■ PROMPT 1 ■
In the rows further below, take the lines between the one holding "of the wheel" and the end of the rows, inclusive, and write them all out again, requests included. Add 132 to every number in the answer coordinates, and leave the requests and their sample points unchanged.

======

Why does my program print the method before the variable? [duplicate]

Question

When I run this program:

class Baap {
    public int h = 4;

    public int getH() {
        System.out.println("Baap " + h);
        return h;
    }
}
public class Beta extends Baap {
    public int h = 44;

    public int getH() {
        System.out.println("Beta " + h);
        return h;
    }

    public static void main(String[] args) {
        Baap b = new Beta();
        System.out.println(b.h + " " + b.getH());
        Beta bb = (Beta) b;
        System.out.println(bb.h + " " + bb.getH());
    }
}

I get the following output:

Beta 44
4 44
Beta 44
44 44

If you look carefully at the first System.out.println(b.h + " " + b.getH());, doesn't this command tell Java to print out the value of h before the value of the getH() method? Shouldn't the first part of the printout be 4 instead of Beta 44?

======

■ PROMPT 2 ■
Resume the Java question about print order from its last sentence and carry it on.

======

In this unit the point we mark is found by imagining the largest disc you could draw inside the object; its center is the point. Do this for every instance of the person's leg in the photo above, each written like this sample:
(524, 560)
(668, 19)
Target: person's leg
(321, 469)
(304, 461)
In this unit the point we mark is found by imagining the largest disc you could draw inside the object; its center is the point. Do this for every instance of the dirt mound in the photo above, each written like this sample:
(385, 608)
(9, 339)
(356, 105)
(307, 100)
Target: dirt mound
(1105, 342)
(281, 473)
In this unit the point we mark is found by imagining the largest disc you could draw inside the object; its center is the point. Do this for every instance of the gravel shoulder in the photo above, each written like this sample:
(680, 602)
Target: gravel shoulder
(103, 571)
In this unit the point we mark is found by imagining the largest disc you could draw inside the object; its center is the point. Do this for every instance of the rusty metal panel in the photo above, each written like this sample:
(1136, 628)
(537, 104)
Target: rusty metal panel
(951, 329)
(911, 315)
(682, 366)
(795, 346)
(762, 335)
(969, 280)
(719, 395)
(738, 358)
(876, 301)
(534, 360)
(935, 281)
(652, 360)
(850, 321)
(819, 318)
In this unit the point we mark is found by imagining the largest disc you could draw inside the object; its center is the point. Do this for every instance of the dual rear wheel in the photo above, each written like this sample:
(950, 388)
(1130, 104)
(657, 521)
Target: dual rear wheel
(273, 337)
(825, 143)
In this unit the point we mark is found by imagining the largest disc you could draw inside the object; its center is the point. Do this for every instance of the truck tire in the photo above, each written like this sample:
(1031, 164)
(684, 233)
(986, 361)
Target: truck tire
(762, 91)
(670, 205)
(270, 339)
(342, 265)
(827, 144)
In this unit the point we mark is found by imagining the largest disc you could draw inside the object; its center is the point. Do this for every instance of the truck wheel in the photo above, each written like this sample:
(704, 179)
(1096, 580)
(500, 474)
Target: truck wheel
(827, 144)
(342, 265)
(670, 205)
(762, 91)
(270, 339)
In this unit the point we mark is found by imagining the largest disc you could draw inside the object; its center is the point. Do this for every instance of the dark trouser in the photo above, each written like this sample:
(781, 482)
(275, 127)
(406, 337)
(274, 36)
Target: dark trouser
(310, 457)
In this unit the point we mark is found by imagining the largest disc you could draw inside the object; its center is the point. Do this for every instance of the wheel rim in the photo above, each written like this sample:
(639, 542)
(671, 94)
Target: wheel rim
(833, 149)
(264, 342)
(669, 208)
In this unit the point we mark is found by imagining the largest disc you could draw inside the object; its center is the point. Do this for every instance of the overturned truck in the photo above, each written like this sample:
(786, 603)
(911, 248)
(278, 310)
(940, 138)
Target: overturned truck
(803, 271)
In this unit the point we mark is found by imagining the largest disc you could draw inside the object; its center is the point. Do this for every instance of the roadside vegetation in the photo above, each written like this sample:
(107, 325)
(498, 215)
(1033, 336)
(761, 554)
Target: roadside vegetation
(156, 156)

======

■ FINAL RESULT 1 ■
In this unit the point we mark is found by imagining the largest disc you could draw inside the object; its center is the point. Do this for every instance of the wheel rim in the photo above, each written like this sample:
(639, 542)
(671, 94)
Target: wheel rim
(965, 281)
(396, 474)
(801, 340)
In this unit the point we mark is found by imagining the largest disc you could draw inside the object; its center is the point. Do this for every instance of the overturned truck in the photo above, each written like this sample:
(786, 603)
(911, 248)
(278, 310)
(940, 138)
Target: overturned truck
(935, 403)
In this unit the point we mark is found by imagining the largest disc you could draw inside the object; its center is the point. Do this for every instance of the roadside vegetation in the photo above, each written like this sample:
(107, 325)
(498, 215)
(1033, 336)
(761, 554)
Target: roadside vegetation
(288, 288)

■ FINAL RESULT 2 ■
Answer 1

Before println is called, its argument - b.h + " " + b.getH() - is evaluated. During that evaluation Beta 44 is printed due to the call to getH(). Only after the evaluation, println is passed the result of the evaluation (4 44) and prints it.

Answer 2

Shouldn't the first part of the printout be 4 instead of Beta 44?

No because calling getH() first calls

System.out.println("Beta " + h);

then

return h;

which then allows the rest of the calling line

System.out.println(b.h + " " + b.getH());

to be evaluated.